Exercise instructions » Each line below is to be copied exactly; images do not go into the copy.

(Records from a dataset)
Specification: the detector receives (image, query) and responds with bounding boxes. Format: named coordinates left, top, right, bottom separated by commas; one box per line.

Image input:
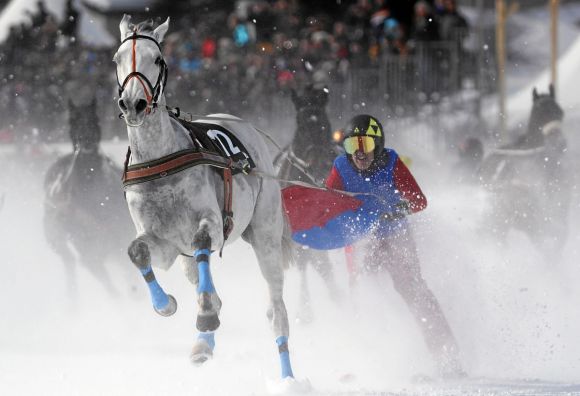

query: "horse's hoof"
left=190, top=339, right=213, bottom=365
left=154, top=294, right=177, bottom=316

Solution for this task »
Specification: the detector receives (image, query) and responds with bounding boxes. Format: named coordinates left, top, right, bottom separated by commas; one box per line.

Image input:

query: "horse's hoof"
left=190, top=339, right=213, bottom=365
left=154, top=294, right=177, bottom=316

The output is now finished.